[STUDY TEXT — start]

Quebec became the first Canadian province to mandate COVID-19 vaccine passports, as of Sept. 1.

There are few things one can do in the jurisdiction without showing their immunization status — from going to restaurants or bars, to gyms, festivals, sports venues and large-scale events.

Embedded Image
Stuart Ashton, right, co-owner of McClean’s pub, scans the COVID-19 QR code of Evan Pasqualetto in Montreal, Wednesday, September 1, 2021, as the Quebec government’s COVID-19 vaccine passport comes into effect. THE CANADIAN PRESS/Graham Hughes

In fact, after a grace period until Sept. 15, businesses and people in violation of the vaccine passport system could face thousands of dollars in fines unless they are under one of two exempt categories.

Those who are exempt only include people "with contraindications to vaccination against COVID-19" and individuals who participated in the local Medicago vaccine trial.

What will it look like?

People in Quebec can use a VaxiCode mobile app or present a PDF or use a paper form, if they print it themselves, to show proof of immunization.

Still, the provincial system has not come without worries. Mere hours after Quebec launched vaccine passports, hackers gained access to QR codes belonging to several politicians, including Premier Francois Legault. The situation has since been resolved.

What do provincial businesses think?

Requests for comment to the Quebec Chamber of Commerce and Industry were left unanswered.

A recent survey from the Chamber of Commerce of Metropolitan Montreal found 70 per cent of workers would be uncomfortable working with unvaccinated colleagues and 50 per cent don’t want to return without knowing their colleagues’ vaccine status.

“Vaccine passports were welcomed by the business community because they see it as a way to relaunch their businesses in a safe way,” Montreal’s Chamber said.


How will it work?

Amidst the province’s largest surge of COVID-19 cases since the pandemic began over 18 months ago, Saskatchewan is walking back on its approach to vaccine passports, which it previously called “heavy-handed.”

[STUDY TEXT — finish]

_WHAT YOU WILL DO_.
Copy out the entire vaccine passport article word for word. The records have no connection to the vaccine passport article.

[DATA SECTION — start]

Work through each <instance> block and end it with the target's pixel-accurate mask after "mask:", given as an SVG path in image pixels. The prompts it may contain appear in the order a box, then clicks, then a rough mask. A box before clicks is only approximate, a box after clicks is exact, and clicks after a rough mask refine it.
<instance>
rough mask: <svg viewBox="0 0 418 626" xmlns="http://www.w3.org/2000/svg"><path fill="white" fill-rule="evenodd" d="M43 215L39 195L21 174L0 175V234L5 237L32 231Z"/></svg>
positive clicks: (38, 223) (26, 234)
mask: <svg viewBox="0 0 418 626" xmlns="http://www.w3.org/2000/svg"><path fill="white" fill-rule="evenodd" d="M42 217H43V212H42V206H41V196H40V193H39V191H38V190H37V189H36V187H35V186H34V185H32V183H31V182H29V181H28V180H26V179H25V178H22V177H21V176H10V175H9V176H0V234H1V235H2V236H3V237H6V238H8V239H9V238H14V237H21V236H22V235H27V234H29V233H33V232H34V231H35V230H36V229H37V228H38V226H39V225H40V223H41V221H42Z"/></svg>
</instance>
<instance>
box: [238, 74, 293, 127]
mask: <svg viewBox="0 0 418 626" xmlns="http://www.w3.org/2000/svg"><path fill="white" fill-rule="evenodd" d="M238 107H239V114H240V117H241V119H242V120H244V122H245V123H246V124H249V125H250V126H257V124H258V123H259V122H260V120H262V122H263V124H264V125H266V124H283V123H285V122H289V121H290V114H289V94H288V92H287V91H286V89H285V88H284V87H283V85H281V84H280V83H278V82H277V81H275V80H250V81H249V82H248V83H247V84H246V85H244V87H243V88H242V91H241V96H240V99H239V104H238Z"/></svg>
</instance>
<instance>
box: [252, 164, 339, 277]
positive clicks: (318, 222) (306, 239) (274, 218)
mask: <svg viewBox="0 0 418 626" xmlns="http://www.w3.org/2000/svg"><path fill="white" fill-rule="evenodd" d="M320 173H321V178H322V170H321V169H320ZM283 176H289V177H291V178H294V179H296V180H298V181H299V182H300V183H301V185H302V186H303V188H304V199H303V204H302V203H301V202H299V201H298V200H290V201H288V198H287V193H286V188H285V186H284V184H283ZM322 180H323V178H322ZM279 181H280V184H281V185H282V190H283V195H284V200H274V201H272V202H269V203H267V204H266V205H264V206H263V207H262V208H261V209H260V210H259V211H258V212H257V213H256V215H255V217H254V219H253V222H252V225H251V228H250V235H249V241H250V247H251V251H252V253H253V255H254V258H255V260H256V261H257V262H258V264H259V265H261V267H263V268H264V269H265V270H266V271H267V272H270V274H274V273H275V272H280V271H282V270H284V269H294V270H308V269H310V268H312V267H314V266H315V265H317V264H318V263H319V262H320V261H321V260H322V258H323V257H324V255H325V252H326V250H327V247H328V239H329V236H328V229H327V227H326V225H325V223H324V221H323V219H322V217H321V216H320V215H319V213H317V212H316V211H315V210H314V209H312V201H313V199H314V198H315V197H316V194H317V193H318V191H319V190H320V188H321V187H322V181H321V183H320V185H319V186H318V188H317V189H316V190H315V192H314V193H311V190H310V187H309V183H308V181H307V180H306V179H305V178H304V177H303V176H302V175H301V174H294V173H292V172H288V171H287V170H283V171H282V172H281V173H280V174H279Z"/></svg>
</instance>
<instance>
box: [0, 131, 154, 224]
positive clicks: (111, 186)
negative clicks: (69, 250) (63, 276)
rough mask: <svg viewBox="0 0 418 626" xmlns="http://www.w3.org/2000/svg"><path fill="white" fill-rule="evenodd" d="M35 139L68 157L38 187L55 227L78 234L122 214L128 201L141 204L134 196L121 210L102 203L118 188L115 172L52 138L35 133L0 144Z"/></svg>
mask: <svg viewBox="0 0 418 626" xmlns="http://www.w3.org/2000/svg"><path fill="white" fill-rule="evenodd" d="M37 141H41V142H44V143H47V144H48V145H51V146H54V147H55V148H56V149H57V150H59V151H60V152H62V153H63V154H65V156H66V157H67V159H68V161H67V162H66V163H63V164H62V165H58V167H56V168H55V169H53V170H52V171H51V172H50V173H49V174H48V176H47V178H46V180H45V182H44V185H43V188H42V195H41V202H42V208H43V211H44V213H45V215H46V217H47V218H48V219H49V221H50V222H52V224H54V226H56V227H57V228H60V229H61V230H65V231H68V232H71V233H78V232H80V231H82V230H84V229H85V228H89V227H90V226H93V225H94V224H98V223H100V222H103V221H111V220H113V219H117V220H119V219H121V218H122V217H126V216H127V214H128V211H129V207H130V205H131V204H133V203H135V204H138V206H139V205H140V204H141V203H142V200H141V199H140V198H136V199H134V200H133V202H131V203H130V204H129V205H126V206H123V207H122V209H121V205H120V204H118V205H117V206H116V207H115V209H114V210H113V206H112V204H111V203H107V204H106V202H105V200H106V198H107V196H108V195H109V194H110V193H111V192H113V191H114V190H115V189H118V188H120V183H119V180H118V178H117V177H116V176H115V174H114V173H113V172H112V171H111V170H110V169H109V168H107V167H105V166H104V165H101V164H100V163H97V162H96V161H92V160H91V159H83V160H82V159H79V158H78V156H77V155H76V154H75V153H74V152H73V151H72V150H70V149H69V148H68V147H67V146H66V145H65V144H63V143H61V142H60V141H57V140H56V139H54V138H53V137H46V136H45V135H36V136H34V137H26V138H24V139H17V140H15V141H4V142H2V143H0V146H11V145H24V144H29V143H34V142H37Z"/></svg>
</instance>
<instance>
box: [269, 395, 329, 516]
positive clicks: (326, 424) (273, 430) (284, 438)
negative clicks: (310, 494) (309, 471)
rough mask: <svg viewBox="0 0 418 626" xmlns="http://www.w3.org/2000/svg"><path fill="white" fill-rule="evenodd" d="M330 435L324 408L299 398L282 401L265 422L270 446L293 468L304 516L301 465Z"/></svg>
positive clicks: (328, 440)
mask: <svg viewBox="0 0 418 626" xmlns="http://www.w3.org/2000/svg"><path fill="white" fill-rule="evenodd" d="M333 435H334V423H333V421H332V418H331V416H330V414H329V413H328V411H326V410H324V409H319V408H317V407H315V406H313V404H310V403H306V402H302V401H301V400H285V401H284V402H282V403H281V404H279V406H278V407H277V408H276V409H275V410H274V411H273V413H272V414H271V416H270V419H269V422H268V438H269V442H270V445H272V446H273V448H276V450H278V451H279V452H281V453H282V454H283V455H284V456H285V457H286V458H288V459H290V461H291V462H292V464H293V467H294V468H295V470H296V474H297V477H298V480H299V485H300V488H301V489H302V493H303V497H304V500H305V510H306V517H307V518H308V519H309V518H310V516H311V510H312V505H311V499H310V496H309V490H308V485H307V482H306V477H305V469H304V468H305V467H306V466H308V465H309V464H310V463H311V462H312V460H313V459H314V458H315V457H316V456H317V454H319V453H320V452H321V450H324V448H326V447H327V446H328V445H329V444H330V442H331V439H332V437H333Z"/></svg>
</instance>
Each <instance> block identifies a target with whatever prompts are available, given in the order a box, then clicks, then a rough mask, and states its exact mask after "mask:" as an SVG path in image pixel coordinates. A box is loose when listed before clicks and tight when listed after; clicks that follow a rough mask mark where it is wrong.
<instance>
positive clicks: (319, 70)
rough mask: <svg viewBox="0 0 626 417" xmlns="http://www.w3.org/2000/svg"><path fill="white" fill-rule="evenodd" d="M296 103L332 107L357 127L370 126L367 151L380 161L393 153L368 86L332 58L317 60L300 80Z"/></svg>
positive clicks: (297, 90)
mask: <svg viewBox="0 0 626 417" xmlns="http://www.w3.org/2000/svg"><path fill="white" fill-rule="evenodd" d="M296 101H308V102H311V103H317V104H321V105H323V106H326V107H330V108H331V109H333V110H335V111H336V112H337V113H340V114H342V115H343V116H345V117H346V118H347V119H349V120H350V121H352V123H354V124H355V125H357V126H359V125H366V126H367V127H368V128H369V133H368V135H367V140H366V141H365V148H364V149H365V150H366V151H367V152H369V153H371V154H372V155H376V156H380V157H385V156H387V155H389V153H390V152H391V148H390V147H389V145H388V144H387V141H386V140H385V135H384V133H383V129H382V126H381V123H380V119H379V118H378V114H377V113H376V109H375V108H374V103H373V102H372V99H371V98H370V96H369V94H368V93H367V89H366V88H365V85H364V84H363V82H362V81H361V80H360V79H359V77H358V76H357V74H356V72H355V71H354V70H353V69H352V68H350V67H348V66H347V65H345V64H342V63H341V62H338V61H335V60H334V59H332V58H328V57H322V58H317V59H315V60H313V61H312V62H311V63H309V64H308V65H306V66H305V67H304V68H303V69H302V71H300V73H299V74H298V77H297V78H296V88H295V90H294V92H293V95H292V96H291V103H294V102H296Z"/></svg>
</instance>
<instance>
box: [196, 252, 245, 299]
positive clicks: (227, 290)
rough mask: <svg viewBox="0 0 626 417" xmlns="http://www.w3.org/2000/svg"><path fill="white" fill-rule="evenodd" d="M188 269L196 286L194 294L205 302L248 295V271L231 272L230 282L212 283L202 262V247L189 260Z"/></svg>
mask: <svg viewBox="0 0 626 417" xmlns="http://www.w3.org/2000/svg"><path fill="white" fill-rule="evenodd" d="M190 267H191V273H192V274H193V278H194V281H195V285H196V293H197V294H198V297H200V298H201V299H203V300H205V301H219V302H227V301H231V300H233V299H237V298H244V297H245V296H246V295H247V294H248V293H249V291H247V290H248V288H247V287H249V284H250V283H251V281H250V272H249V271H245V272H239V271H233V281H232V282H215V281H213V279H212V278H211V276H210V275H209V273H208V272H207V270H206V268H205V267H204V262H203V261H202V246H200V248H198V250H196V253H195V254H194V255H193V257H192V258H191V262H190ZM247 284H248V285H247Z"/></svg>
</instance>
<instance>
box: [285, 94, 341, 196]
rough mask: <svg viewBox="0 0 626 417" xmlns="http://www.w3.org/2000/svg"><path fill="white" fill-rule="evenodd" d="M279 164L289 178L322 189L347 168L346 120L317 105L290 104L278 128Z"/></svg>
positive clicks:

[DATA SECTION — finish]

_SOLUTION TO THE PROBLEM_.
Quebec became the first Canadian province to mandate COVID-19 vaccine passports, as of Sept. 1.

There are few things one can do in the jurisdiction without showing their immunization status — from going to restaurants or bars, to gyms, festivals, sports venues and large-scale events.

Embedded Image
Stuart Ashton, right, co-owner of McClean’s pub, scans the COVID-19 QR code of Evan Pasqualetto in Montreal, Wednesday, September 1, 2021, as the Quebec government’s COVID-19 vaccine passport comes into effect. THE CANADIAN PRESS/Graham Hughes

In fact, after a grace period until Sept. 15, businesses and people in violation of the vaccine passport system could face thousands of dollars in fines unless they are under one of two exempt categories.

Those who are exempt only include people "with contraindications to vaccination against COVID-19" and individuals who participated in the local Medicago vaccine trial.

What will it look like?

People in Quebec can use a VaxiCode mobile app or present a PDF or use a paper form, if they print it themselves, to show proof of immunization.

Still, the provincial system has not come without worries. Mere hours after Quebec launched vaccine passports, hackers gained access to QR codes belonging to several politicians, including Premier Francois Legault. The situation has since been resolved.

What do provincial businesses think?

Requests for comment to the Quebec Chamber of Commerce and Industry were left unanswered.

A recent survey from the Chamber of Commerce of Metropolitan Montreal found 70 per cent of workers would be uncomfortable working with unvaccinated colleagues and 50 per cent don’t want to return without knowing their colleagues’ vaccine status.

“Vaccine passports were welcomed by the business community because they see it as a way to relaunch their businesses in a safe way,” Montreal’s Chamber said.


How will it work?

Amidst the province’s largest surge of COVID-19 cases since the pandemic began over 18 months ago, Saskatchewan is walking back on its approach to vaccine passports, which it previously called “heavy-handed.”